» TASK: Take from the material every line that contains the word "below".

****************

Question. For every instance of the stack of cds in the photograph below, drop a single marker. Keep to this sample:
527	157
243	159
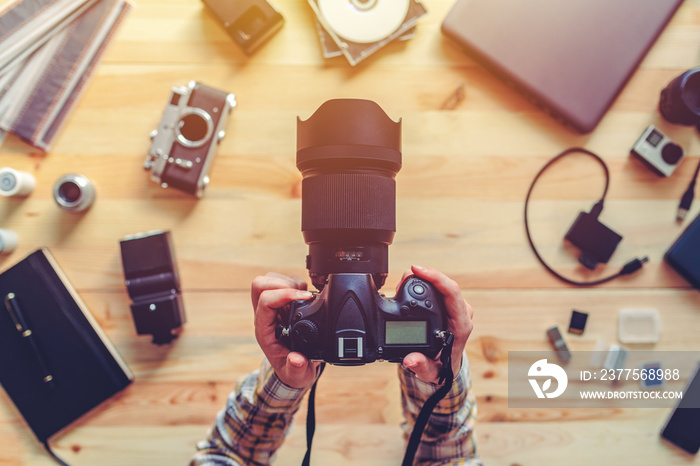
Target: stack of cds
48	50
358	28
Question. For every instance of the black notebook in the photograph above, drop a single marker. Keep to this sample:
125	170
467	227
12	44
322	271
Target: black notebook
56	363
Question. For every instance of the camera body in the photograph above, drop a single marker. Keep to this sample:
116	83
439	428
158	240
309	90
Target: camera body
350	323
349	152
657	151
184	146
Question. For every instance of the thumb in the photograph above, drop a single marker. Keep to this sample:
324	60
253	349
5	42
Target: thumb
297	366
425	369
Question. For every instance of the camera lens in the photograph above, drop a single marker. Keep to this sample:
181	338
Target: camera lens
74	193
349	152
69	192
195	128
671	153
680	100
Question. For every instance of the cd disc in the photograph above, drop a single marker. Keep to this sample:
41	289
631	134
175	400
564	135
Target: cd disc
364	21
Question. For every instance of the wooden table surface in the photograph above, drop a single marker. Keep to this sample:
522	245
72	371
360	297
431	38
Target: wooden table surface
467	165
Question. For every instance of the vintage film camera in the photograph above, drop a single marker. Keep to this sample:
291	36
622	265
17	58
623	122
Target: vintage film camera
657	151
153	283
184	145
349	152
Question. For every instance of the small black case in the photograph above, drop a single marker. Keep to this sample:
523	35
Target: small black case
684	255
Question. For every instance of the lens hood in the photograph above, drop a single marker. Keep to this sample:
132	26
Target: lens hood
349	133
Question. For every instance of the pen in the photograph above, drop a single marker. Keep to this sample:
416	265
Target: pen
21	325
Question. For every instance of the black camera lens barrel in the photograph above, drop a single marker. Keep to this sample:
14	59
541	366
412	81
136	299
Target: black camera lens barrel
348	152
680	100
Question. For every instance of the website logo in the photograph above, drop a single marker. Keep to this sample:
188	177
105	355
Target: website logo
552	371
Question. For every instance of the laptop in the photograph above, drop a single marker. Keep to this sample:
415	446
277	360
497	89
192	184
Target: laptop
571	57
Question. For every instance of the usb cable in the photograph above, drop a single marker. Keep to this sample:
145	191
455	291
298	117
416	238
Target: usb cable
687	198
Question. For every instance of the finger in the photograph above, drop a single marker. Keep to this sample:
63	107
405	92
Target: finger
406	273
298	373
425	369
300	283
271	281
454	301
459	312
271	300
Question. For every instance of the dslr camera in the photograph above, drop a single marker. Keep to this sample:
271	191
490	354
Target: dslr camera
349	153
184	145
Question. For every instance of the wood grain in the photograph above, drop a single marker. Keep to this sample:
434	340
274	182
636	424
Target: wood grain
467	166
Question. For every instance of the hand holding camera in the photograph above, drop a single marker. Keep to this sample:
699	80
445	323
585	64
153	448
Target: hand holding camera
269	293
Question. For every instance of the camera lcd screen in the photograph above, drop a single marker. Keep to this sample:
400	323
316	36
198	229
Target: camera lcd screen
406	332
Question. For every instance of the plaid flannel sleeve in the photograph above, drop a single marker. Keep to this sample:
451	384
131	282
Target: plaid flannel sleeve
448	438
253	425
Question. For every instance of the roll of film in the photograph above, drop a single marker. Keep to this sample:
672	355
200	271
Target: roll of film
16	183
8	241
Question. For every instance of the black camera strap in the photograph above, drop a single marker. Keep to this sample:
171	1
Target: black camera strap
446	377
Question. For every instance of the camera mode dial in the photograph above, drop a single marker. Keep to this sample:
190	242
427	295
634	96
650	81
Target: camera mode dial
304	335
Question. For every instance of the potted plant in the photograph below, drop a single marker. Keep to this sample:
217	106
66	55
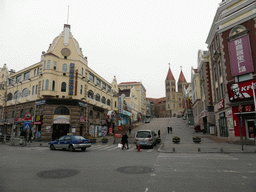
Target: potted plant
104	140
175	139
197	139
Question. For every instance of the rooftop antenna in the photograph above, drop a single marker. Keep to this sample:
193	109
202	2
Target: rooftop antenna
68	15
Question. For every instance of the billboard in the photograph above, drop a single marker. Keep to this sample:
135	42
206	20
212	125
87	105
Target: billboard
240	56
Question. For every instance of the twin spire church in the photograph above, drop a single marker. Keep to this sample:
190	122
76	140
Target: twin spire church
175	103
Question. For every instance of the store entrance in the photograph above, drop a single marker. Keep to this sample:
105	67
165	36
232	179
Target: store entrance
250	126
59	130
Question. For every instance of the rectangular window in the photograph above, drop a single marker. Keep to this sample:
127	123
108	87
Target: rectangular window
219	65
48	64
26	75
91	77
54	65
18	79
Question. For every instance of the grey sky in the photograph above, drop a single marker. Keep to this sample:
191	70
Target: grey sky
133	40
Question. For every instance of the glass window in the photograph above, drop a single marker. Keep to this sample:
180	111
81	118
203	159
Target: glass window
97	97
81	89
90	94
48	64
47	84
53	85
63	87
25	92
64	67
91	77
54	65
61	110
16	95
103	100
9	97
43	85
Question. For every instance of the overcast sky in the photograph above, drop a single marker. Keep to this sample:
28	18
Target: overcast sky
133	40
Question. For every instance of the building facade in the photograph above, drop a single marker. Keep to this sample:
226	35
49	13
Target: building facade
60	94
232	45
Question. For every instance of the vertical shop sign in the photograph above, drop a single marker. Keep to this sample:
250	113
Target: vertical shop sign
71	78
240	56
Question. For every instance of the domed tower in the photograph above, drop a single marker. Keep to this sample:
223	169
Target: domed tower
170	89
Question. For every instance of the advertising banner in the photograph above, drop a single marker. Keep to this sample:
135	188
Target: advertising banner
240	56
240	91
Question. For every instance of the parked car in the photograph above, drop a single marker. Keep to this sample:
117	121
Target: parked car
70	142
145	138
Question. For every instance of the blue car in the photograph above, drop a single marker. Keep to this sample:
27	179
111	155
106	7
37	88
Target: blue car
70	142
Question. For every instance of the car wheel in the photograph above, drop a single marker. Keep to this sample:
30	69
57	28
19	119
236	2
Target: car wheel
71	148
52	147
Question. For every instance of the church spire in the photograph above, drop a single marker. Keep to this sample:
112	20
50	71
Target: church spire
170	75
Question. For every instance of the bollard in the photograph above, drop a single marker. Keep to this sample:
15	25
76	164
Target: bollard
138	148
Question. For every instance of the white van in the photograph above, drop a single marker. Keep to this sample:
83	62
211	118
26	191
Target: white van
145	138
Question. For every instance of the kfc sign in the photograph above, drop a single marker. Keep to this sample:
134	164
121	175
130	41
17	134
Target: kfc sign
221	104
240	91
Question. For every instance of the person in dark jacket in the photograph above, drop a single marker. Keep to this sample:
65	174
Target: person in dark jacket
125	141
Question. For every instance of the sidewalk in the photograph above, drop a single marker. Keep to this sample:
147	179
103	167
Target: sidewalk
209	143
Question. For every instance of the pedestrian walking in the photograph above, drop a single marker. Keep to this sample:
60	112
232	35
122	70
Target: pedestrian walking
124	141
30	136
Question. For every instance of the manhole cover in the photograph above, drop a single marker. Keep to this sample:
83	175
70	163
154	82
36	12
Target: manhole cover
135	169
58	174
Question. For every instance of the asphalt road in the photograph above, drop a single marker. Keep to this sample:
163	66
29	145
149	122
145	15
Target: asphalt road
106	168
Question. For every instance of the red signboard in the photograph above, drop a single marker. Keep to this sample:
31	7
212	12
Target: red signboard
240	91
221	104
240	56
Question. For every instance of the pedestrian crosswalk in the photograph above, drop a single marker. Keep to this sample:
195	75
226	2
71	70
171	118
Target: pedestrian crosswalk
132	147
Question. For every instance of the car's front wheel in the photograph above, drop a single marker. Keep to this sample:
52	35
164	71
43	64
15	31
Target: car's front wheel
52	147
71	148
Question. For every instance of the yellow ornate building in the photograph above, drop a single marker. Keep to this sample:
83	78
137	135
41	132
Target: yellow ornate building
60	94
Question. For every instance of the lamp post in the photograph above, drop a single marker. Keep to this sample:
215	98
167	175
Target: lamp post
14	116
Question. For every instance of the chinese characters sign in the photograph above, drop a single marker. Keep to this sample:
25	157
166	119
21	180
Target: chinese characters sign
240	56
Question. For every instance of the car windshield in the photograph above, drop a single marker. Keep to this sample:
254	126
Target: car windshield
79	137
143	134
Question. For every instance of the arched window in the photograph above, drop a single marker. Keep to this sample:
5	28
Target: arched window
97	97
47	84
103	100
90	114
90	94
64	67
22	113
82	112
31	111
53	85
61	110
16	95
9	97
43	85
81	89
25	92
63	87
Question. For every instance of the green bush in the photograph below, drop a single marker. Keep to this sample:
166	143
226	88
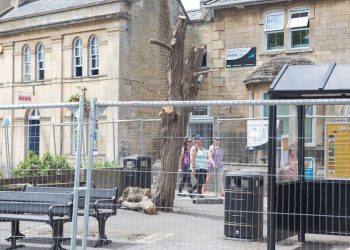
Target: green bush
34	165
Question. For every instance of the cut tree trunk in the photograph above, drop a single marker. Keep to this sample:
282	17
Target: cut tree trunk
135	198
182	76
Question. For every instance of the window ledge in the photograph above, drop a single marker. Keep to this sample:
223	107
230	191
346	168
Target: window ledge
272	52
300	50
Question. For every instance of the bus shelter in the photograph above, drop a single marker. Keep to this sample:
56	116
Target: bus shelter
298	202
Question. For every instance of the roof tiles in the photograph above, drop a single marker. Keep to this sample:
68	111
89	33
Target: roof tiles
43	6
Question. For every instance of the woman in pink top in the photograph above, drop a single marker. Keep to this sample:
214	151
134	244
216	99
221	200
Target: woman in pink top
215	165
289	172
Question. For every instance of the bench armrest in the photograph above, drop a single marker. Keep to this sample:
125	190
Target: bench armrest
107	202
52	213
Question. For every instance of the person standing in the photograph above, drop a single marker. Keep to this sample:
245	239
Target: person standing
184	166
199	162
215	165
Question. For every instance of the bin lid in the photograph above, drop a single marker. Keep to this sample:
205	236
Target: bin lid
244	173
137	157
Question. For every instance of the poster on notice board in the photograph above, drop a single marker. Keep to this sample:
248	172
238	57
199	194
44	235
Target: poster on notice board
337	150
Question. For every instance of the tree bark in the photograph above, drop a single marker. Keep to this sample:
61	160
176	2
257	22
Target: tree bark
182	87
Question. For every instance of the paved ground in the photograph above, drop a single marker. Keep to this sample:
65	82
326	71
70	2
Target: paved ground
190	226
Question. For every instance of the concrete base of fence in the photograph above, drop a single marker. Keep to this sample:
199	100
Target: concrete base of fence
107	178
208	200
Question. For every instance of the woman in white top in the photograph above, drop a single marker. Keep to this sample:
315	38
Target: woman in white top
199	162
215	165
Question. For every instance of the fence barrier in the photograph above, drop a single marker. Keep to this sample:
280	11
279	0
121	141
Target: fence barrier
241	204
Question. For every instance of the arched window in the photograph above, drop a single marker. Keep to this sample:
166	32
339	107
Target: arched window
40	62
77	58
26	59
94	56
34	131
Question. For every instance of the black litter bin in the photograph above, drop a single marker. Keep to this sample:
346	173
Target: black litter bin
244	199
137	171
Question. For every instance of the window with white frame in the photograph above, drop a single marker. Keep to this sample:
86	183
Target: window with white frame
201	123
298	25
310	126
26	57
94	56
40	62
283	115
77	58
274	30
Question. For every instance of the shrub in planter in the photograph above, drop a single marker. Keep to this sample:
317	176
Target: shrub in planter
34	165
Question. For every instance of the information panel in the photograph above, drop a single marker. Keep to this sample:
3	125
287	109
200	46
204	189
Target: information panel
257	132
241	57
337	152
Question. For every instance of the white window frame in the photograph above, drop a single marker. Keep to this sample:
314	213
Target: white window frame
94	56
313	128
268	31
26	63
208	115
202	120
303	25
40	61
77	54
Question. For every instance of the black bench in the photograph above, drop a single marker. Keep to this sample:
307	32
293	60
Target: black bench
36	207
103	204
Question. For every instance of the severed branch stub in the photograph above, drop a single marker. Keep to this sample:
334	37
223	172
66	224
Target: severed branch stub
161	44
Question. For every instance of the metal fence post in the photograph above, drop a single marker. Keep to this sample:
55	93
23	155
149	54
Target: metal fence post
142	139
54	137
77	173
113	131
92	137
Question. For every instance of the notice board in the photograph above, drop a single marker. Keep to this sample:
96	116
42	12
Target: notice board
337	151
257	132
240	57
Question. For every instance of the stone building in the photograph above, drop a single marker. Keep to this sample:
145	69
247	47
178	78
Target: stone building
271	33
51	50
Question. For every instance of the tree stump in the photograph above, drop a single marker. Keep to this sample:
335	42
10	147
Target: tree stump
135	198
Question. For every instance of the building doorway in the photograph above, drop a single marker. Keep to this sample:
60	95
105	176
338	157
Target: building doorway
34	131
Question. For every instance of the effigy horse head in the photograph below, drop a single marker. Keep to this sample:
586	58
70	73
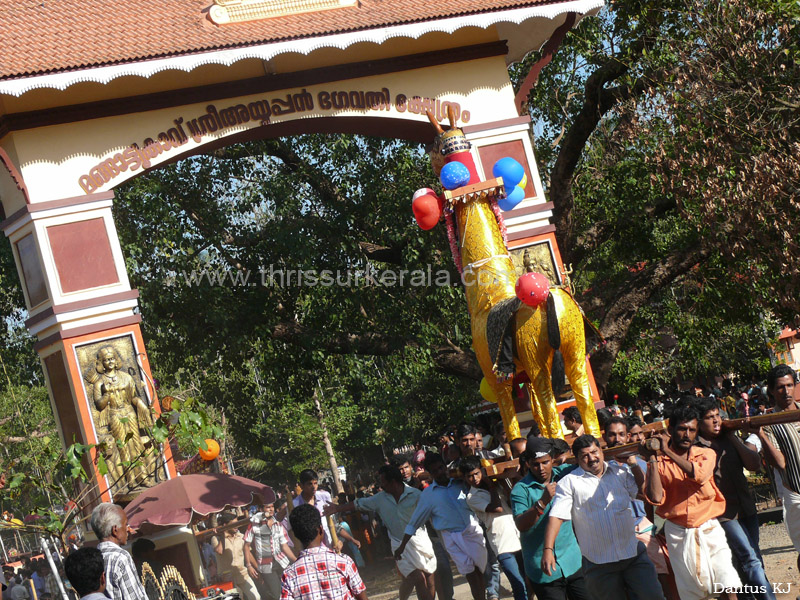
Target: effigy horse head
446	142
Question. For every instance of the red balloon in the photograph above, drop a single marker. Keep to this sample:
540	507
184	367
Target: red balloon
533	289
427	208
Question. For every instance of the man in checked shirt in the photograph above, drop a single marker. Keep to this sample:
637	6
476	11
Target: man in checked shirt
319	573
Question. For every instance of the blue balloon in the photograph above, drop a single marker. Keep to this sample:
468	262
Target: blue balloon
516	196
454	175
510	170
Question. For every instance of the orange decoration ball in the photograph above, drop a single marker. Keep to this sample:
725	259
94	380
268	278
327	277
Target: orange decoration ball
212	452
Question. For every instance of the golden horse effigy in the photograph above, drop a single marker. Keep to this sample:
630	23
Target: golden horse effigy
509	336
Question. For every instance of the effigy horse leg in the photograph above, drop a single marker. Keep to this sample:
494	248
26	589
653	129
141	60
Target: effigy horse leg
573	348
535	355
505	402
535	410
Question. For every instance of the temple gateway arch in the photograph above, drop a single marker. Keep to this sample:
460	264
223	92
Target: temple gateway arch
94	93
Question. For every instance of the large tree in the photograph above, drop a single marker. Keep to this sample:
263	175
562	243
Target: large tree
669	136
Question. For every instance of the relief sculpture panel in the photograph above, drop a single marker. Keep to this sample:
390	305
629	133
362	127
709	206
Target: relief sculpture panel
121	410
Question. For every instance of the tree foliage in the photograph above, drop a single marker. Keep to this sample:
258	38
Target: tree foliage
669	133
259	343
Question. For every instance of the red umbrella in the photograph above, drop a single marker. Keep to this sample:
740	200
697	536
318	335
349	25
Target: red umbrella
179	500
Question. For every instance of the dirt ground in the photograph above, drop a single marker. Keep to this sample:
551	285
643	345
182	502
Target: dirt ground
780	560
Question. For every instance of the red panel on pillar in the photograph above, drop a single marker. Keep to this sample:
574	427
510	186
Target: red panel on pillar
491	153
83	256
32	275
62	398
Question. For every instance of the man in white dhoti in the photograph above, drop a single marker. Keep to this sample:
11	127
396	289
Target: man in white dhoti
680	484
395	504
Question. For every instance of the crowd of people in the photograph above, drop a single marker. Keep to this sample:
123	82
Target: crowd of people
671	517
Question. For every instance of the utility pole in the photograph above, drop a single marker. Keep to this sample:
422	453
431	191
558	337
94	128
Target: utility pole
326	440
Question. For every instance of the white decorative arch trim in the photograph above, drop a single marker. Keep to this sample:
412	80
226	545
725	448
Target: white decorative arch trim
147	68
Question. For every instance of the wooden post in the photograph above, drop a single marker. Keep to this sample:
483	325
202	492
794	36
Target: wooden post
326	440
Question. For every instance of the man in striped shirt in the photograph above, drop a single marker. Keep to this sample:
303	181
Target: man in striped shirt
110	525
781	447
596	497
267	552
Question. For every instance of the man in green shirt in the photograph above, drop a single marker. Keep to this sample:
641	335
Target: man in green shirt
530	504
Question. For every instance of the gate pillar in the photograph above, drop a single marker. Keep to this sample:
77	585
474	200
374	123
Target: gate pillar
84	313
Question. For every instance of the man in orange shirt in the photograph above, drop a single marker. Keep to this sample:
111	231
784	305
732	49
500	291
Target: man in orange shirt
680	484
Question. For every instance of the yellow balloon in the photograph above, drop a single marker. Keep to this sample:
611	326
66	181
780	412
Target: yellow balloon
487	392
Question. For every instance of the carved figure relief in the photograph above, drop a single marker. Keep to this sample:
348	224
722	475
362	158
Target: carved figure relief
120	407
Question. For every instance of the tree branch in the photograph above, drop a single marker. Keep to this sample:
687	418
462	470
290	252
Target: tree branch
637	292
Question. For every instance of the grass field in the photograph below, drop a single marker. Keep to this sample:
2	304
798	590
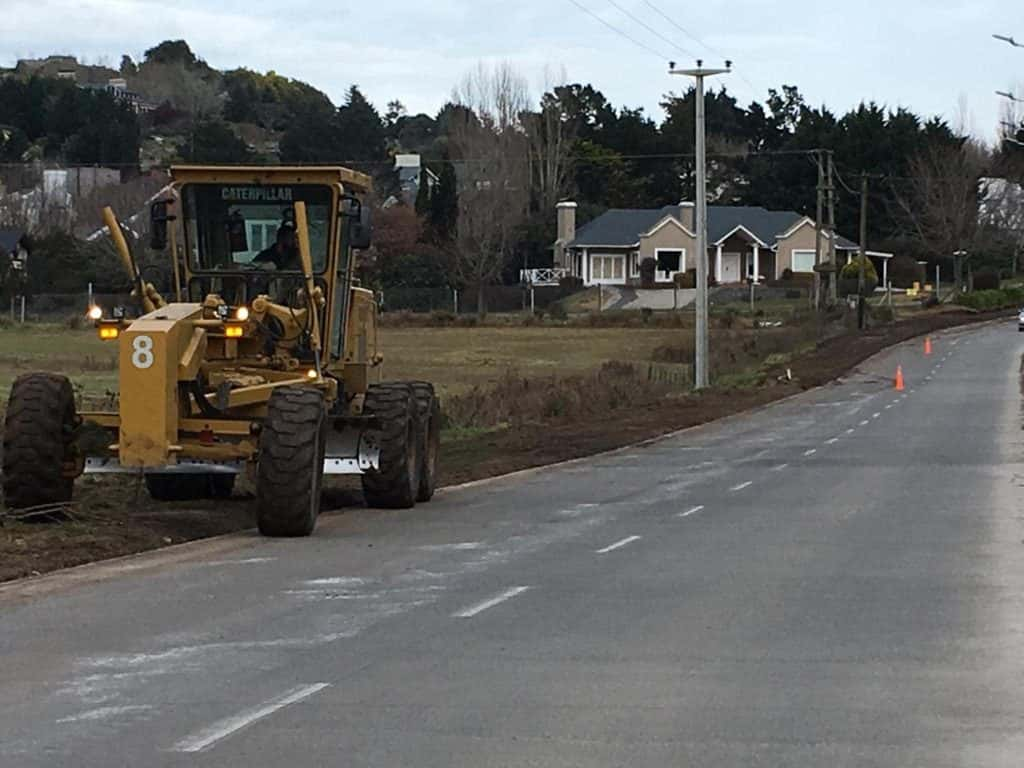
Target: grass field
455	358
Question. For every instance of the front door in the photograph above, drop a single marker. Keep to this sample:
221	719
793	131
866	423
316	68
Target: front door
730	267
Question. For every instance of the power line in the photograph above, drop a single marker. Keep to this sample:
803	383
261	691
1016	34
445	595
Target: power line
649	29
619	32
688	34
698	41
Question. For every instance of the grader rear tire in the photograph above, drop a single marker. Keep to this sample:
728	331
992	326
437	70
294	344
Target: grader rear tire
396	483
290	471
430	443
38	441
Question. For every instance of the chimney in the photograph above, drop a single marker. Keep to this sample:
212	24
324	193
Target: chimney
566	229
686	213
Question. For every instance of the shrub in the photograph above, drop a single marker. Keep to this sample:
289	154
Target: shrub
849	279
570	284
648	272
687	280
986	281
904	271
987	300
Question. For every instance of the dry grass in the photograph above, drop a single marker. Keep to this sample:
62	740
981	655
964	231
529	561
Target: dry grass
459	358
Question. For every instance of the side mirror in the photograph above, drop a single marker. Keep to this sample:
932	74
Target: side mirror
158	224
360	233
237	235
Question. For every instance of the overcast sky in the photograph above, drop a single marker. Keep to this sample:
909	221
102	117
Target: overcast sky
930	55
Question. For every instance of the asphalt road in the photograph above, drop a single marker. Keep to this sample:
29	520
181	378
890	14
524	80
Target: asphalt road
837	580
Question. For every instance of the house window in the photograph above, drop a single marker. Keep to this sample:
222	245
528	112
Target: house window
670	262
608	268
803	261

****************

» RESPONSE TO THIS TASK:
Question. For every instance of the stack of cds in the photograph below, drop a single marker. Keep to this sample:
Question. For every instance of the potted plant in the photograph below, drop a single marker. Keep to this sample:
Question. For every instance of the green bush in the photograph below, drop a single marker. Keep to this sample:
Question. For every instance of the effigy horse head in the photograph below, drop a single marker. Keep to this sample:
Question. For every instance of the grass field in the photograph below, drop a single marker. Keep to this sample:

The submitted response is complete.